> [Excerpt to read]

Understanding self and others: new touristic, domestic, international practices and touristic promotion of the heritage in East Africa
Comprendre soi-même et l’autre : nouvelles pratiques touristiques, domestiques et internationales, nouvelles valorisations patrimoniales et touristiques en Afrique de l’Est
Published on Tuesday, December 17, 2013
Abstract
This symposium will gather researchers and professional actors of the tourism with different events (symposium, exposition, public conference, field day) around the theme of the new practices and forms of touristic and patrimonial promotion in East Africa. The touristic studies are fast growing in the main universities in East Africa with the emergence of new forms of tourism. Those countries are in their national construction and decentralization phase that vivify feeling of national belonging with territorial, regional or even ethnic resilience. Therefore the developing tourism of the natural and cultural heritage becomes a serious challenge for national and regional public policies.
Announcement
Symposium 15th- 18th July 2014, Nairobi, KENYA
Argument
In the East African Community’s countries, with some regional and national variants, one can notice new touristic practices with the rise of a domestic tourism and the diversification of the international touristic demand beyond or in complement of the dominant modes and models.
These new practices follow, reproduce, seize the dominant modes (destinations and consumptions: natural reserves, seaside resort, sites...) while modifying them and experimenting new paths (cultural, identity, memory, heritage tourism).
The new touristic policies of the States in the EAC try to take into account this new order, to respond to those expectations with patrimonial, museographic or eco touristic offers.
Those new usages, with different effects (economic repercussions and impacts on the sites) highlight new publics, new customers: middle class, students, international tourists who spread new models, new consumptions (excursionist, associative, participative, memory based) but also new processes (native, equitable tourism).
Those new dimensions start to be analyzed: the rise of seaside destinations (invention of a specifically African seaside culture since 15 years), the frequentation of parks (a rising number of parks mainly visited by tourists and Kenyan students), the success of regional cultural sites of memory, commemorative museographic projects (from Rwandan genocide to the Mau Mau sites, sacred forests etc.)Those new dimensions deserve to be discussed, evaluated put into perspectives to the extent that they constitute or will constitute a touristic resource and also an economic one, in the national and regional level.
The poorly study angle is the cultural and political resonance of these new practices: self-awareness and awareness of the others and their impacts in the collective identities construction (local, regional, national, universal) but also their perversions (folklorisation, increasing tension over identity) and finally the choices in terms of promotion (museography, ecotourism) deserve to be addressed.
In the countries of the East African Community, those new touristic practices question our understanding of the societies. The affirmation of the urban middle class leads to the establishment of a touristic transition. The emergent middle class (mainly in Kenya, country in advance compared to the others of the community) are the main actors of the rise of a domestic tourism. This “leisure class” has revenues, time that they can devote in priority to safari, secondly to seaside activities and finally to the visit of the sites of memory of the different ethnic groups.

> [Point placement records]
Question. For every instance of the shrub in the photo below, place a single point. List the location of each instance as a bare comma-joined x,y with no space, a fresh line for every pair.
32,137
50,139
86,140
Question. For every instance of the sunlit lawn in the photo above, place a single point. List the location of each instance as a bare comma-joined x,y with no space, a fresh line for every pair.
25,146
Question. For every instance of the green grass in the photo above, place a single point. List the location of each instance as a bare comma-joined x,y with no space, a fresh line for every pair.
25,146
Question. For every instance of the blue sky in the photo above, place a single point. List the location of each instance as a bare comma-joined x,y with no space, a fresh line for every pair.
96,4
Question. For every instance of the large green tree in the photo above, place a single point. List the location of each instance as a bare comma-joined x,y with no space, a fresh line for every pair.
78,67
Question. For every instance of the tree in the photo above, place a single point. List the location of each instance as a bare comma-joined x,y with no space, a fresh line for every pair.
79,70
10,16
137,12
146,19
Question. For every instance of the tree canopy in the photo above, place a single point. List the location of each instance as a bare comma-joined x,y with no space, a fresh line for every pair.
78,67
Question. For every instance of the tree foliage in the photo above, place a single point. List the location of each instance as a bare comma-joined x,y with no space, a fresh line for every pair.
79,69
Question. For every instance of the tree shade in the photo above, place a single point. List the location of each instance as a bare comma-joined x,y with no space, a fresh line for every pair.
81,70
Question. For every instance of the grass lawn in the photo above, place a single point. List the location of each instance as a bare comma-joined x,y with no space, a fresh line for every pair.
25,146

> [Objective]
Can you retype, word for word, the stretch of the East Africa tourism symposium text from "Announcement" through "eco touristic offers."?

> [Finished answer]
Announcement
Symposium 15th- 18th July 2014, Nairobi, KENYA
Argument
In the East African Community’s countries, with some regional and national variants, one can notice new touristic practices with the rise of a domestic tourism and the diversification of the international touristic demand beyond or in complement of the dominant modes and models.
These new practices follow, reproduce, seize the dominant modes (destinations and consumptions: natural reserves, seaside resort, sites...) while modifying them and experimenting new paths (cultural, identity, memory, heritage tourism).
The new touristic policies of the States in the EAC try to take into account this new order, to respond to those expectations with patrimonial, museographic or eco touristic offers.